WRITTEN TASK -> Copy every one of the rows below word for word, without changing anything.

RECORDS ->
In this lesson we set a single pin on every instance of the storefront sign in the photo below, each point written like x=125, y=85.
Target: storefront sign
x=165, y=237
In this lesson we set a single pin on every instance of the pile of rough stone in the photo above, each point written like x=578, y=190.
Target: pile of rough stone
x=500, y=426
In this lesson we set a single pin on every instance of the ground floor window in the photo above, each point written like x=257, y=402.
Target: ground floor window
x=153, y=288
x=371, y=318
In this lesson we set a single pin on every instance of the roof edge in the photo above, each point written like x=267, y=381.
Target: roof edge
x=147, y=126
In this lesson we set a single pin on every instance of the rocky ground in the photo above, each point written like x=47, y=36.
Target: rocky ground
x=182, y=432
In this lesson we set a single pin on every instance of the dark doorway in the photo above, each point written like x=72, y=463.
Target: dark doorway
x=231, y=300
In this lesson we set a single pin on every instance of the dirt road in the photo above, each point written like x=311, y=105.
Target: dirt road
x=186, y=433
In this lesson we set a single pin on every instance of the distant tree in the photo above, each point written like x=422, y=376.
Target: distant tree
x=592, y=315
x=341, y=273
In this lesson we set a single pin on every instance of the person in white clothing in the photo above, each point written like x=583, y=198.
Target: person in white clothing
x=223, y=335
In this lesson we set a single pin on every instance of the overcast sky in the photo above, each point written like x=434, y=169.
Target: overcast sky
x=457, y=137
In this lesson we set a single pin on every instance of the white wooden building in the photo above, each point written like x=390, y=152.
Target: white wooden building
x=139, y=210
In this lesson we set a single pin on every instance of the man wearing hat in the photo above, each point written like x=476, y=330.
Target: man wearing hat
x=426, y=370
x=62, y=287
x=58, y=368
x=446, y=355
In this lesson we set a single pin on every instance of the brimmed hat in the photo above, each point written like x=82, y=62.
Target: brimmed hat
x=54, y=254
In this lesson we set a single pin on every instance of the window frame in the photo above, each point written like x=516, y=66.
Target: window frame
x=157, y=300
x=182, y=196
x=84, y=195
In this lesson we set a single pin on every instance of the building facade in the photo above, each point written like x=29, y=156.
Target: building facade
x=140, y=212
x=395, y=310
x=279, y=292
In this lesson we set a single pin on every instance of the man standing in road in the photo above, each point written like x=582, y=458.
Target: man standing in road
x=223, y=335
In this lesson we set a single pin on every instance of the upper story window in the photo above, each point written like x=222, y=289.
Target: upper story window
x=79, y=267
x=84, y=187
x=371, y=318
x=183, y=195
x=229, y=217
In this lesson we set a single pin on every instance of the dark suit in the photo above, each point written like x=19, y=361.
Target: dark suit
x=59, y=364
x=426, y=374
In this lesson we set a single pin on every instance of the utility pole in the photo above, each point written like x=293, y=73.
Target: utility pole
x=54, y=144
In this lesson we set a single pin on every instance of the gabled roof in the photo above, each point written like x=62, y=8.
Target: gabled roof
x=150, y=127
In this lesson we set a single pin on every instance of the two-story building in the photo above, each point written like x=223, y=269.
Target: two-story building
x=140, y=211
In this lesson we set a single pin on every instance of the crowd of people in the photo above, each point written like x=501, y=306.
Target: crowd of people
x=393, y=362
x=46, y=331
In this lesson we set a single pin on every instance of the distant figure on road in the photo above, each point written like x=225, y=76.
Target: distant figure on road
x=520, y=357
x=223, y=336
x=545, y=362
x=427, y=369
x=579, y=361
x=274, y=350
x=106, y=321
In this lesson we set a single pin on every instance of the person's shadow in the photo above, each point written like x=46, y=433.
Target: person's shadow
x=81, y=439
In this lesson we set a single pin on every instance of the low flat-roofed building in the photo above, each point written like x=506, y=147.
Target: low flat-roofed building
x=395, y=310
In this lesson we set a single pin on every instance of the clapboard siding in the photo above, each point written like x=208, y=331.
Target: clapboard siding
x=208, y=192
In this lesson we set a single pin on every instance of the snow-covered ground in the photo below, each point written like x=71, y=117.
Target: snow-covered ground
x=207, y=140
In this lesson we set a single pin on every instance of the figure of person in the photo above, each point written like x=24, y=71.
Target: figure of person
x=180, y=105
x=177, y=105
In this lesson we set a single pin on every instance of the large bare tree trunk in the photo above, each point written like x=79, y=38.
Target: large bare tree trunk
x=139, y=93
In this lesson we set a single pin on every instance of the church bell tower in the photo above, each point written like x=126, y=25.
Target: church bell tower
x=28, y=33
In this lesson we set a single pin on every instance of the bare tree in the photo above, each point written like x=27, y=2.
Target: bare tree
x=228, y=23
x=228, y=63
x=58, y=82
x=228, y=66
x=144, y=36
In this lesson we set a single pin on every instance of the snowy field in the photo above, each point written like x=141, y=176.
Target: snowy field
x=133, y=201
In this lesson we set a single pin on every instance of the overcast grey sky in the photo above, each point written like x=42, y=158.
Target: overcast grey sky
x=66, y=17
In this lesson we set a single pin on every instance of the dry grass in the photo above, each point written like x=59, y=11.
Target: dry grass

COMPLETED TASK ->
In this lesson we set a single pin on every instance of the storefront sign in the photo below, each point written like x=125, y=85.
Target: storefront sign
x=165, y=237
In this lesson we set a single pin on every instance of the pile of rough stone in the photo above, each point written like x=578, y=190.
Target: pile of rough stone
x=500, y=426
In this lesson we set a single pin on every instance of the ground floor window in the photo above, each point written like x=257, y=402.
Target: ground floor window
x=153, y=288
x=371, y=318
In this lesson we set a single pin on every instance of the roof edge in the photo above, each point written like x=267, y=381.
Target: roof edge
x=147, y=126
In this lesson we set a single pin on every instance of the rocky ground in the photo above, each point written like x=47, y=36.
Target: rocky ground
x=182, y=432
In this lesson we set a single pin on every instance of the dark doorway in the photo above, each point written like x=72, y=463.
Target: dark doorway
x=231, y=300
In this lesson we set a single pin on every instance of the dirt road in the photo above, each point written like x=311, y=105.
Target: dirt road
x=186, y=433
In this lesson we set a single pin on every instance of the distant tree in the photo above, each point written like x=422, y=376.
Target: distant tree
x=592, y=315
x=341, y=273
In this lesson we set a single pin on every instance of the person in white clothing in the photo above, each point written like x=583, y=198.
Target: person in white clothing
x=223, y=335
In this lesson we set a single pin on every instance of the overcast sky in the photo above, each point written like x=434, y=169.
Target: overcast sky
x=457, y=137
In this lesson we set a single pin on every instance of the white wooden building in the photo above, each point written like x=390, y=152.
Target: white wooden building
x=139, y=210
In this lesson we set a single pin on every instance of the man wearing hat in the photo above, each point written like x=476, y=330.
Target: man wearing hat
x=426, y=370
x=62, y=287
x=58, y=368
x=446, y=355
In this lesson we set a single pin on every instance of the brimmed hat in the photo above, each point written like x=82, y=62.
Target: brimmed hat
x=54, y=254
In this lesson we set a single pin on every instance of the window frame in the photo above, each point written like x=516, y=66.
Target: window frame
x=157, y=300
x=182, y=196
x=84, y=195
In this lesson we set a single pin on every instance of the building facade in the photo above, each point written like x=29, y=156.
Target: building facade
x=140, y=212
x=395, y=310
x=279, y=292
In this lesson we set a single pin on every instance of the man standing in road in the photo above, each point written like x=582, y=458.
Target: man standing in road
x=223, y=335
In this lesson we set a single pin on every instance of the upper story window in the photo above, each point written like x=222, y=289.
Target: upper story window
x=79, y=267
x=84, y=187
x=371, y=318
x=183, y=195
x=229, y=217
In this lesson we set a single pin on every instance of the dark suit in the photo above, each point written like x=19, y=361.
Target: dark suit
x=59, y=364
x=426, y=374
In this lesson we set a single pin on every instance of the utility pole in the photo above, each point written like x=293, y=73.
Target: utility pole
x=54, y=144
In this lesson we set a single pin on every instance of the gabled roof in the photo above, each point written like x=62, y=8.
Target: gabled roof
x=150, y=127
In this lesson we set a single pin on every instance of the two-story building in the photo above, each point written like x=223, y=269.
Target: two-story building
x=140, y=211
In this lesson we set a single pin on every instance of the crowd of people in the photo above, each point written like x=501, y=306.
Target: crowd of people
x=393, y=362
x=46, y=331
In this lesson we set a single pin on every instance of the distant figure on road in the photo above, each point written like x=225, y=76.
Target: distant figure on road
x=520, y=357
x=223, y=336
x=545, y=362
x=427, y=369
x=579, y=361
x=274, y=350
x=106, y=321
In this lesson we set a single pin on every instance of the person's shadow in the photo above, each point written like x=46, y=433.
Target: person's shadow
x=81, y=439
In this lesson we set a single pin on every instance of the low flat-roofed building in the photo above, each point written like x=506, y=147.
Target: low flat-roofed building
x=395, y=310
In this lesson we set a single pin on every instance of the clapboard siding in the photo above, each point written like x=208, y=331.
Target: clapboard siding
x=208, y=192
In this lesson we set a single pin on every instance of the snow-covered ground in the photo below, each point written like x=71, y=117.
Target: snow-covered ground
x=207, y=140
In this lesson we set a single pin on every instance of the figure of person in the photo above, each point written like x=24, y=71.
Target: figure of person
x=180, y=105
x=177, y=105
In this lesson we set a single pin on every instance of the large bare tree trunk in the photo above, each point written like x=79, y=38.
Target: large bare tree trunk
x=139, y=93
In this lesson we set a single pin on every instance of the church bell tower in the photo above, each point written like x=126, y=25.
Target: church bell tower
x=28, y=33
In this lesson we set a single pin on every instance of the bare tree in the photo above, each point written like x=27, y=2.
Target: bare tree
x=228, y=23
x=228, y=63
x=58, y=82
x=228, y=66
x=144, y=36
In this lesson we set a single pin on every instance of the snowy field in the photo above, each point written like x=141, y=176.
Target: snowy field
x=133, y=201
In this lesson we set a single pin on every instance of the overcast grey sky in the photo above, each point written like x=42, y=158.
Target: overcast grey sky
x=66, y=17
In this lesson we set a single pin on every instance of the dry grass in the photo above, each point written like x=59, y=11.
Target: dry grass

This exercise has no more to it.